Dataset records
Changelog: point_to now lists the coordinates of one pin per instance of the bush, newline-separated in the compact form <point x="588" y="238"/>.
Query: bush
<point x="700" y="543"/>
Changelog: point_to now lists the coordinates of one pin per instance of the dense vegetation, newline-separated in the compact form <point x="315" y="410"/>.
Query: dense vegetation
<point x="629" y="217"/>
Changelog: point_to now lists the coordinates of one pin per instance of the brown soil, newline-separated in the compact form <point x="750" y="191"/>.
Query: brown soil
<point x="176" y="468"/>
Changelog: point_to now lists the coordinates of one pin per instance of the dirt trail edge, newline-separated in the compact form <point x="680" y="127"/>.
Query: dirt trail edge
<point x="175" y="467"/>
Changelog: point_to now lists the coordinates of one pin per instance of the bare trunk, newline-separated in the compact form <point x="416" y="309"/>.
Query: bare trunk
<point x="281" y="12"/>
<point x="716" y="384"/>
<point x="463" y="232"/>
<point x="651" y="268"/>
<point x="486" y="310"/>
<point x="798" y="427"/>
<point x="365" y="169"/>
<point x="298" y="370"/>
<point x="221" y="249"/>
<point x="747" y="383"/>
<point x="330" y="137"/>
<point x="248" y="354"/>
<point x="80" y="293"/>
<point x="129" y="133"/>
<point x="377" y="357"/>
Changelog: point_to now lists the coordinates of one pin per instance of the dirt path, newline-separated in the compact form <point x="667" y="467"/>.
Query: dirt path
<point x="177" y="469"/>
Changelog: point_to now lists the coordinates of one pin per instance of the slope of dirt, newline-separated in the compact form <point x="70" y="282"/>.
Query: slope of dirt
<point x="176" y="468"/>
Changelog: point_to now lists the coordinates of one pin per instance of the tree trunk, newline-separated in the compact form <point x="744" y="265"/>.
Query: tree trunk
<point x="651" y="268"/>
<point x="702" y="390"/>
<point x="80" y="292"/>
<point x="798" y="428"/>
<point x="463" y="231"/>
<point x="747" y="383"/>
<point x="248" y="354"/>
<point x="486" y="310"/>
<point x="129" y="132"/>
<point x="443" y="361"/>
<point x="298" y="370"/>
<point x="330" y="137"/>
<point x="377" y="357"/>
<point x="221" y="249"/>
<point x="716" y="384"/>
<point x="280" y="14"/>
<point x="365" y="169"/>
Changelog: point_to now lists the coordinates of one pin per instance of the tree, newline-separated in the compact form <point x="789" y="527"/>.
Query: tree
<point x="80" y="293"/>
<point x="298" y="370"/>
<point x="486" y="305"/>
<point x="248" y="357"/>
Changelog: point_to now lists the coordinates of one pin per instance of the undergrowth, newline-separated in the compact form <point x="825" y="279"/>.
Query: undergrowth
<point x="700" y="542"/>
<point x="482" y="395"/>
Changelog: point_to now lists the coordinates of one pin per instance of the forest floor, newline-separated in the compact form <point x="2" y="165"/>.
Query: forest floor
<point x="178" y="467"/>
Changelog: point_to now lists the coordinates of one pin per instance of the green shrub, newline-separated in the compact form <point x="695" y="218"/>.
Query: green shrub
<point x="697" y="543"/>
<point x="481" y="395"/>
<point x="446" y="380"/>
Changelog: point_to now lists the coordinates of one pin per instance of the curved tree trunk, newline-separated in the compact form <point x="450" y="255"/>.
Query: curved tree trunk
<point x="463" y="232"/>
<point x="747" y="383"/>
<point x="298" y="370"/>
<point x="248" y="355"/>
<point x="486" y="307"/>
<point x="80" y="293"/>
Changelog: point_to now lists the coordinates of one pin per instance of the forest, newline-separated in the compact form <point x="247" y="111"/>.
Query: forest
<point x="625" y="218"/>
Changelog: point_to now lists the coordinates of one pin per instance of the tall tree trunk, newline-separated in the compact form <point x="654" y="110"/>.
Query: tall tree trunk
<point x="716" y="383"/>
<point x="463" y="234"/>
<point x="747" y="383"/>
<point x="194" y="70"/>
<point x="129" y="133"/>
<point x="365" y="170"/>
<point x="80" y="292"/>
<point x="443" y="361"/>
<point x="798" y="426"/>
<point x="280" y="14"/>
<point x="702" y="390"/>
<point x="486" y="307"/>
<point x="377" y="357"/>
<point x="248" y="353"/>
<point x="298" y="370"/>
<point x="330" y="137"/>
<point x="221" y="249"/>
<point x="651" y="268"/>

About this exercise :: The reply should be a precise retyping of all the data.

Task result ::
Changelog: point_to now lists the coordinates of one pin per instance of the bush, newline-separated in the compact form <point x="588" y="238"/>.
Query: bush
<point x="700" y="543"/>
Changelog: point_to now lists the coordinates of one pin per instance of the dense vegetation, newline-separated in the compact form <point x="315" y="410"/>.
Query: dense vegetation
<point x="629" y="217"/>
Changelog: point_to now lists the coordinates of one pin per instance of the brown soil, newline-separated in the compact form <point x="750" y="191"/>.
Query: brown soil
<point x="176" y="468"/>
Changelog: point_to now lists the coordinates of one pin per instance of the dirt trail edge, newline-separated in the compact form <point x="680" y="127"/>.
Query: dirt trail edge
<point x="175" y="467"/>
Changelog: point_to now lists the coordinates of one pin per instance of the bare trunk, newline-separated in the compact form <point x="416" y="309"/>.
Query: bare trunk
<point x="281" y="12"/>
<point x="716" y="384"/>
<point x="463" y="232"/>
<point x="651" y="268"/>
<point x="486" y="310"/>
<point x="798" y="427"/>
<point x="365" y="169"/>
<point x="298" y="370"/>
<point x="221" y="249"/>
<point x="747" y="383"/>
<point x="330" y="137"/>
<point x="248" y="354"/>
<point x="80" y="293"/>
<point x="129" y="133"/>
<point x="377" y="357"/>
Changelog: point_to now lists the coordinates of one pin per instance of the dirt path, newline-separated in the compact form <point x="667" y="467"/>.
Query: dirt path
<point x="177" y="469"/>
Changelog: point_to now lists the coordinates of one pin per instance of the slope of dirt, newline-separated in the compact form <point x="70" y="282"/>.
Query: slope of dirt
<point x="176" y="468"/>
Changelog: point_to now lists the coordinates of one pin per instance of the tree trunk, newline-separated in the compact form <point x="744" y="265"/>.
Query: tree trunk
<point x="651" y="268"/>
<point x="702" y="390"/>
<point x="80" y="292"/>
<point x="798" y="428"/>
<point x="463" y="231"/>
<point x="747" y="383"/>
<point x="248" y="354"/>
<point x="486" y="310"/>
<point x="129" y="132"/>
<point x="443" y="361"/>
<point x="298" y="370"/>
<point x="330" y="137"/>
<point x="377" y="357"/>
<point x="221" y="249"/>
<point x="716" y="384"/>
<point x="280" y="14"/>
<point x="365" y="169"/>
Changelog: point_to now lists the coordinates of one pin per instance of the tree, newline-separated in the compact form <point x="789" y="527"/>.
Query: tree
<point x="80" y="293"/>
<point x="298" y="370"/>
<point x="486" y="305"/>
<point x="248" y="357"/>
Changelog: point_to now lists the coordinates of one pin per instance of the undergrowth, newline-separated in the compact form <point x="825" y="279"/>.
Query: undergrowth
<point x="700" y="542"/>
<point x="482" y="395"/>
Changelog: point_to now lists the coordinates of one pin per instance of the forest floor, newline-separated in the compact form <point x="2" y="165"/>.
Query: forest floor
<point x="178" y="467"/>
Changelog: point_to now lists the coordinates of one pin per instance of the green shrub, newline-separated in the compact form <point x="695" y="218"/>.
Query: green shrub
<point x="697" y="543"/>
<point x="481" y="395"/>
<point x="446" y="380"/>
Changelog: point_to now lists the coordinates of one pin per instance of the curved tree trunk, newline-separated in the compact form <point x="450" y="255"/>.
Query: curved tree trunk
<point x="463" y="232"/>
<point x="747" y="383"/>
<point x="298" y="370"/>
<point x="248" y="355"/>
<point x="486" y="307"/>
<point x="80" y="293"/>
Changelog: point_to now lists the coordinates of one pin per instance of the forest, newline-separated in the compact form <point x="247" y="111"/>.
Query: forest
<point x="625" y="218"/>
Changelog: point_to now lists the coordinates of one pin per instance of the tall tree trunk, newline-separated in the compact form <point x="654" y="110"/>.
Query: tall tree trunk
<point x="716" y="383"/>
<point x="463" y="234"/>
<point x="747" y="383"/>
<point x="194" y="70"/>
<point x="129" y="133"/>
<point x="365" y="170"/>
<point x="80" y="292"/>
<point x="443" y="361"/>
<point x="798" y="426"/>
<point x="280" y="14"/>
<point x="702" y="390"/>
<point x="486" y="307"/>
<point x="377" y="357"/>
<point x="248" y="353"/>
<point x="298" y="370"/>
<point x="330" y="137"/>
<point x="221" y="249"/>
<point x="651" y="268"/>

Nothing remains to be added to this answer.